Segment Open

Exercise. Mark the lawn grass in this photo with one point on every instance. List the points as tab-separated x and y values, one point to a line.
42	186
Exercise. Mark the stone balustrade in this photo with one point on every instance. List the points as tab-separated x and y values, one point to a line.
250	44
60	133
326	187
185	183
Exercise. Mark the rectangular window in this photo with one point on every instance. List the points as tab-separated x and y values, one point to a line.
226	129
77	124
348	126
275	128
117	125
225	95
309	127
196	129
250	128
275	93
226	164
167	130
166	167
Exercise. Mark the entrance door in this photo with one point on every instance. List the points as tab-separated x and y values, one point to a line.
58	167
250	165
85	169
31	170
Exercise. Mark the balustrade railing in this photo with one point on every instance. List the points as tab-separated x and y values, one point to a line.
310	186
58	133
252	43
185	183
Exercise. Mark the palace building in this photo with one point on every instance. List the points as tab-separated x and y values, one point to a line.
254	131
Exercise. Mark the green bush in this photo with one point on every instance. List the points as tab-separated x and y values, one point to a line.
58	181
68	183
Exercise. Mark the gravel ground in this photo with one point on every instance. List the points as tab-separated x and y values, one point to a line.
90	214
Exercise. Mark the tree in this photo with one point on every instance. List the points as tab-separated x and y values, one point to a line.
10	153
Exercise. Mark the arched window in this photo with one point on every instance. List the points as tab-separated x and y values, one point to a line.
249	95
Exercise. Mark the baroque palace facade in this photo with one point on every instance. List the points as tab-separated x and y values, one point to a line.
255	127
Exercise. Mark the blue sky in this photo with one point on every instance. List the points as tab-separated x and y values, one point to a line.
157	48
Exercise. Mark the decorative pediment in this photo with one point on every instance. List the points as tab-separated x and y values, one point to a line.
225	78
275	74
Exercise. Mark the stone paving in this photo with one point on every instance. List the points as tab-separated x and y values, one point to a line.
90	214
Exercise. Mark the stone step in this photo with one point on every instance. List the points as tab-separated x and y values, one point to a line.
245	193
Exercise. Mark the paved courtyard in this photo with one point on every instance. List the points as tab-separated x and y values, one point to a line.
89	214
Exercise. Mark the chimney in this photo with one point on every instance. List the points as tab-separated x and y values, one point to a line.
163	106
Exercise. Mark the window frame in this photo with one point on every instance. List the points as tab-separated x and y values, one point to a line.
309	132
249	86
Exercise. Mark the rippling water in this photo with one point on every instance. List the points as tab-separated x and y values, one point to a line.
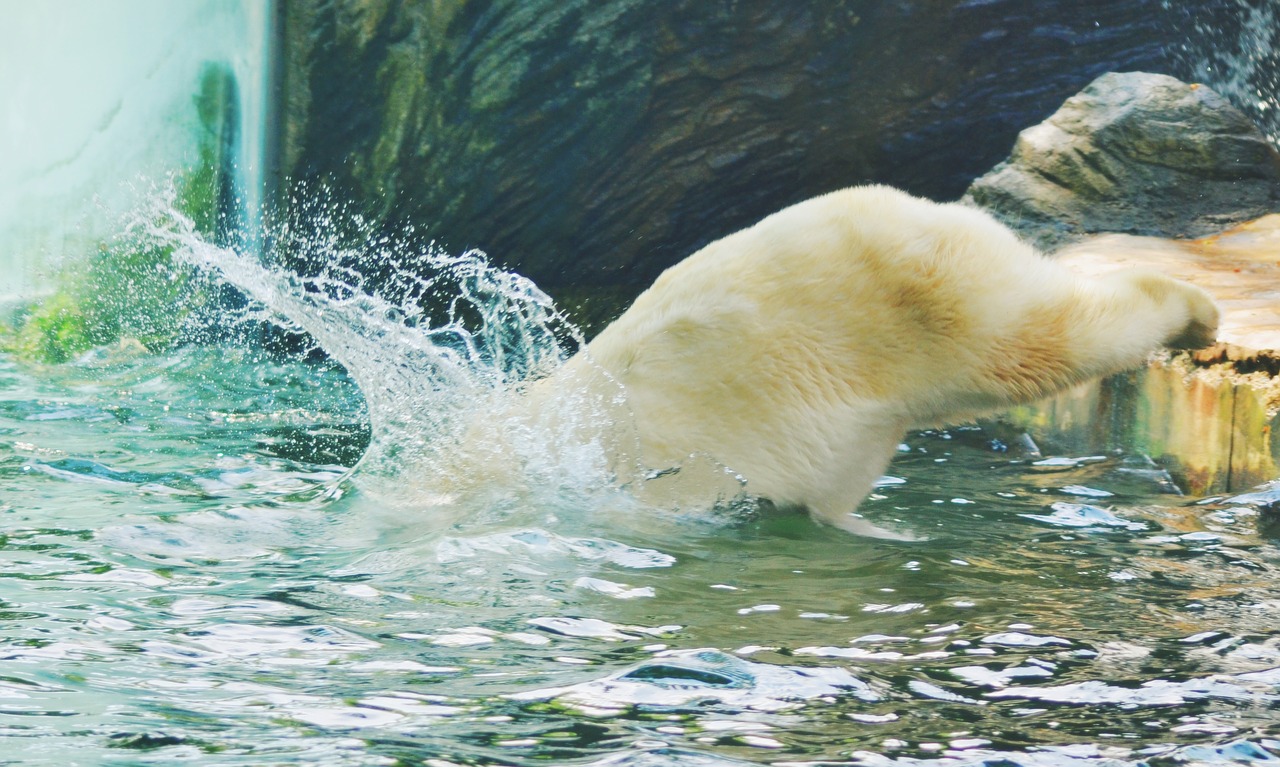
192	571
188	575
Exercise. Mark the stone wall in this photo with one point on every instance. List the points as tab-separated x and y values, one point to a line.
590	144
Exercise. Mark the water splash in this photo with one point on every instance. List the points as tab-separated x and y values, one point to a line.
1234	48
446	350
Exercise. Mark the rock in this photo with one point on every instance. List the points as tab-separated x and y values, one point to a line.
1134	153
1208	416
592	144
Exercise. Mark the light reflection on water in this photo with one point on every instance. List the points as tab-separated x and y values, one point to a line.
186	574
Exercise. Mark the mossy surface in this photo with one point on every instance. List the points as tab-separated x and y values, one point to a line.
131	287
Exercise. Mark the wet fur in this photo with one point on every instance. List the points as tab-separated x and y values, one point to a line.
799	351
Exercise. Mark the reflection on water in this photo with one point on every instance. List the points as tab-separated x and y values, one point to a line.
188	574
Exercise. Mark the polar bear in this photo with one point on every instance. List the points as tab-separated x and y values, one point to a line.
798	352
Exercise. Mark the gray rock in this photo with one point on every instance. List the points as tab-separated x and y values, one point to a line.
1134	153
592	144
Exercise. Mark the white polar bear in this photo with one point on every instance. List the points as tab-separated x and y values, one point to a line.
798	352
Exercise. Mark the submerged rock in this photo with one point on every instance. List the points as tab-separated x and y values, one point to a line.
1134	153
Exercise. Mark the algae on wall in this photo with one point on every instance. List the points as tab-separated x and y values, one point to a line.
131	288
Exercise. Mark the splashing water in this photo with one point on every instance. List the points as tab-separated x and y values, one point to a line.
187	579
444	351
1234	48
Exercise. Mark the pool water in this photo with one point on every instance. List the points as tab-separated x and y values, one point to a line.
188	573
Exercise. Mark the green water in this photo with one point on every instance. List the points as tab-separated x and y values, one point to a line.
187	575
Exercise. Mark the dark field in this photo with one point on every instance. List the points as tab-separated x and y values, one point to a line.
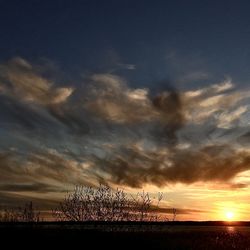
189	235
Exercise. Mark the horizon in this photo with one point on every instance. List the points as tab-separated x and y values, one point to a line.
138	95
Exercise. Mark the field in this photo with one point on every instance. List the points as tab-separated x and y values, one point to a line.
178	235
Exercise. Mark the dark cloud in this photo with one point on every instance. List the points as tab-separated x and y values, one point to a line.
169	104
209	163
32	187
13	200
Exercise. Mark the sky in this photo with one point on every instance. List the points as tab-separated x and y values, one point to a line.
139	95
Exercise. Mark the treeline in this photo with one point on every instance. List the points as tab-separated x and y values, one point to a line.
94	204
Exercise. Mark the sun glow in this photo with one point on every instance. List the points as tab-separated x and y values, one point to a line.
229	215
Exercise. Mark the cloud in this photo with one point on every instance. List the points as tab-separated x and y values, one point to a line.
110	99
43	172
134	167
31	101
19	80
169	136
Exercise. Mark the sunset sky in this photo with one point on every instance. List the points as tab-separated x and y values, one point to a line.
140	95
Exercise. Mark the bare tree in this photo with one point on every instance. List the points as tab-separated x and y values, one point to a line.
27	213
105	204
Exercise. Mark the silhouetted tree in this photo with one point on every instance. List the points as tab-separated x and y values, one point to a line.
26	213
105	204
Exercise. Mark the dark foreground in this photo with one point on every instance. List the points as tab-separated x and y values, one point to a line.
189	235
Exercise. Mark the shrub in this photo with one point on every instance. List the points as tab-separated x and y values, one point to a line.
105	204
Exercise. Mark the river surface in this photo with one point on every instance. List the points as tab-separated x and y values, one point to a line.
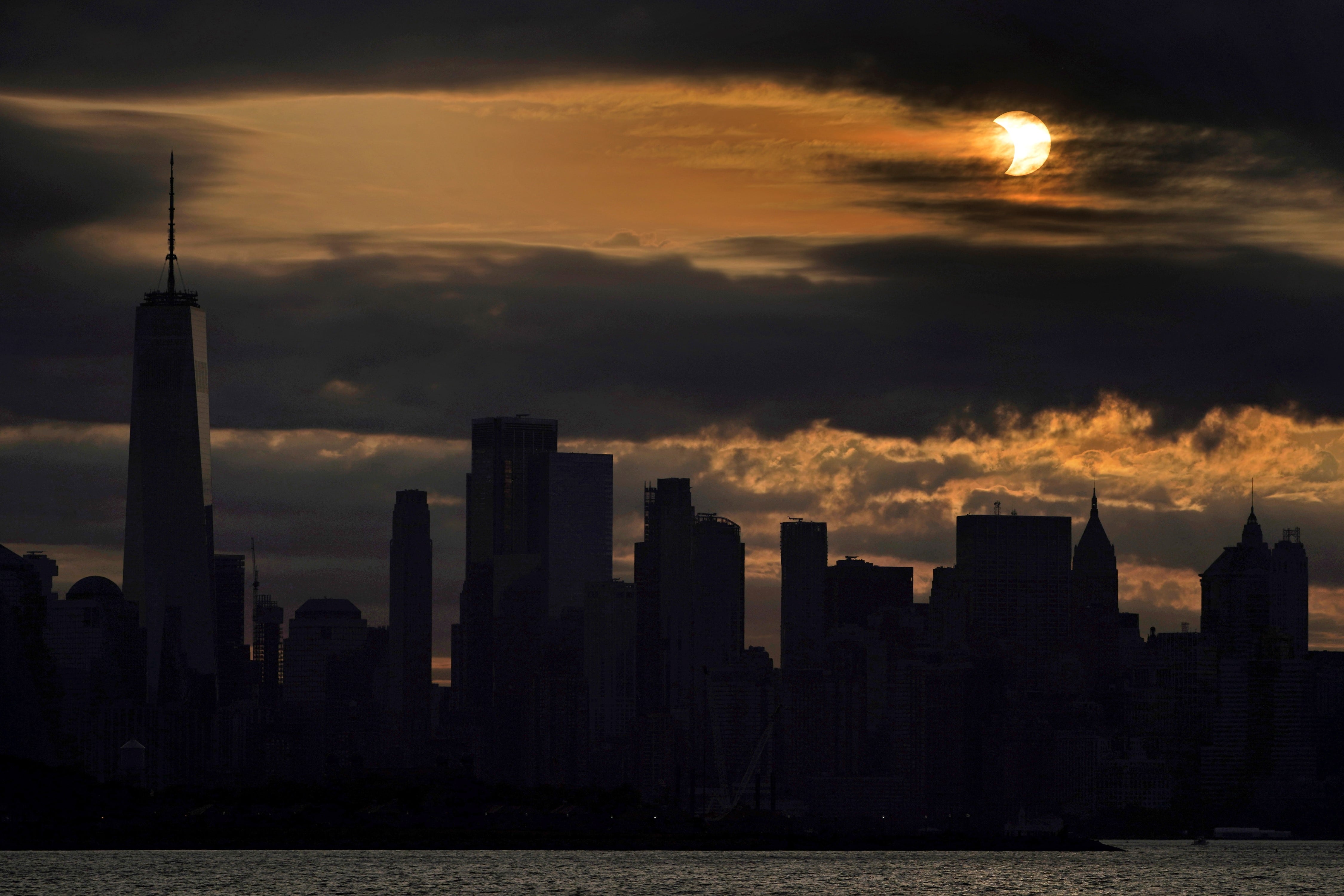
1146	868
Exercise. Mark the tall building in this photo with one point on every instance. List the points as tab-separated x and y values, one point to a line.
609	636
855	590
320	629
663	565
1251	590
538	531
230	586
501	516
410	627
46	569
718	594
803	587
574	492
1253	621
1095	609
268	645
498	546
1015	574
170	524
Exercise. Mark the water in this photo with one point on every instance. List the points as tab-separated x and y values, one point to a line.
1146	870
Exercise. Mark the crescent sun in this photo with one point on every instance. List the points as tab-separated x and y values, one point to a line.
1030	142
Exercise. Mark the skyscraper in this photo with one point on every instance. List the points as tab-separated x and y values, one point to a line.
170	526
538	531
574	492
1095	608
410	627
855	590
718	593
1253	617
1015	574
803	585
230	585
663	563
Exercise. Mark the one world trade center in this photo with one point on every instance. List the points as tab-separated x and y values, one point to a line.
170	528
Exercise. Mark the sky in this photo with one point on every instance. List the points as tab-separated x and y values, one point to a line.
771	248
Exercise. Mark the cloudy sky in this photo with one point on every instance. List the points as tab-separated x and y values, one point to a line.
765	246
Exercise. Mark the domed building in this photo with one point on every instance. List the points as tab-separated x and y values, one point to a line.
97	644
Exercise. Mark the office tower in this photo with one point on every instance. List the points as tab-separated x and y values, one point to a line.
663	566
576	523
99	651
230	585
1256	673
857	590
29	686
410	627
539	528
803	587
498	546
947	609
319	630
1289	613
1252	592
268	648
609	636
1095	609
1015	573
97	644
355	714
46	570
718	593
501	516
170	528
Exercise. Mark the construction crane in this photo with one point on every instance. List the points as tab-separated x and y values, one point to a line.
729	805
256	577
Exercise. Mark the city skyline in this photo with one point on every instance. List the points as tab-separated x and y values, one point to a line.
785	264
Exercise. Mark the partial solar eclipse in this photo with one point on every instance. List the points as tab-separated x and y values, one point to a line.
1030	142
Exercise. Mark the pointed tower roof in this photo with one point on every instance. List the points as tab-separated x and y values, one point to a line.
1095	535
1252	533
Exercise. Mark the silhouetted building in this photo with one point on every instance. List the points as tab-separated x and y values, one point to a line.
410	628
357	723
170	528
230	586
574	518
268	648
30	690
99	649
1259	746
857	590
663	565
718	593
609	651
803	586
1015	574
320	629
539	530
1093	610
46	570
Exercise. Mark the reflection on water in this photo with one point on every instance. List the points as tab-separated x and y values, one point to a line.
1144	868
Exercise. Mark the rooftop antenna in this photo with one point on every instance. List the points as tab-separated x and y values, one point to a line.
173	237
173	295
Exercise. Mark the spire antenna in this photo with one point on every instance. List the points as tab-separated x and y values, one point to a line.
173	256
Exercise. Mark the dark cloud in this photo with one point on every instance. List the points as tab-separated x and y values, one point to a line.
1251	68
905	336
95	166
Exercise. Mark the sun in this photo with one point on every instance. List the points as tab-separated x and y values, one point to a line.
1030	140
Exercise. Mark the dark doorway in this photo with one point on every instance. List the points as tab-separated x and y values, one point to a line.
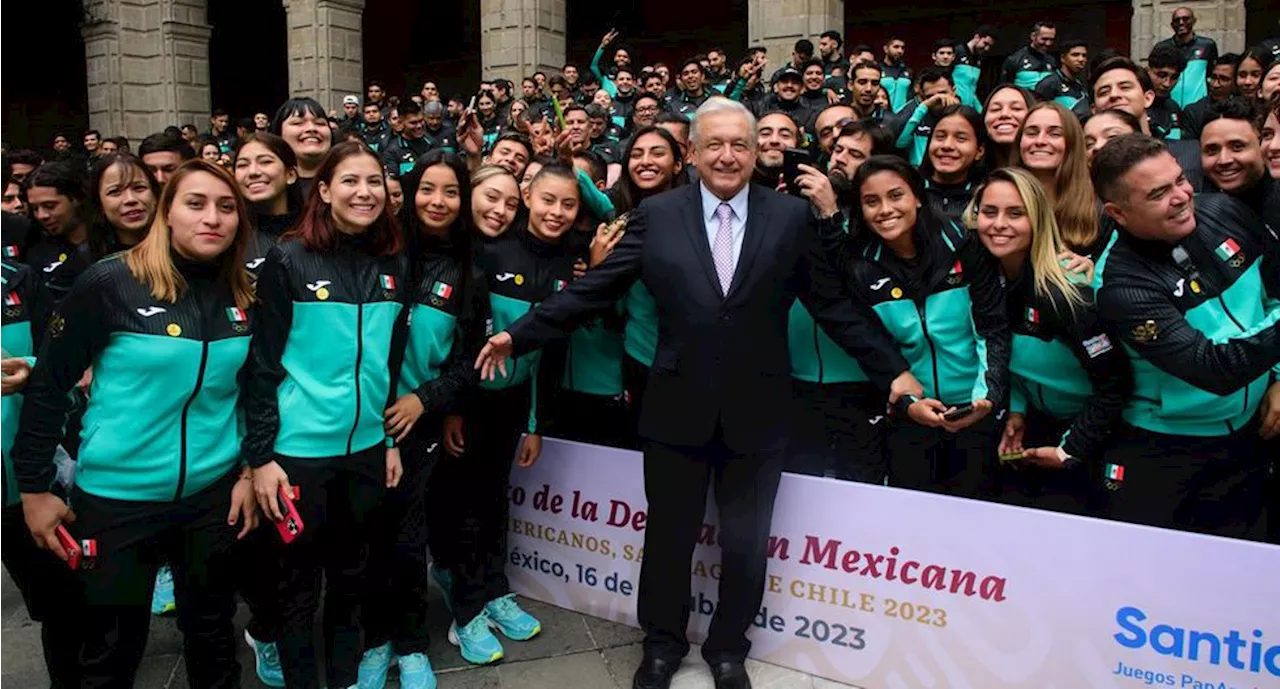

Segment Closed

• **WHAT IS EXPECTED**
Leaving out the pictures, please transcribe exactly the lines from the one that holds "Exercise. Mark the sun in" through the last line of the entries above, both included.

• **SOLUTION**
Exercise. Mark the sun in this photo with one point on every instance. List the points as tab-separated x and y values, one point to a line.
1030	140
Exercise. Mark the dark doorway in this photo with one point on every instance. List the points as tab-separated x and y values, one point to a line.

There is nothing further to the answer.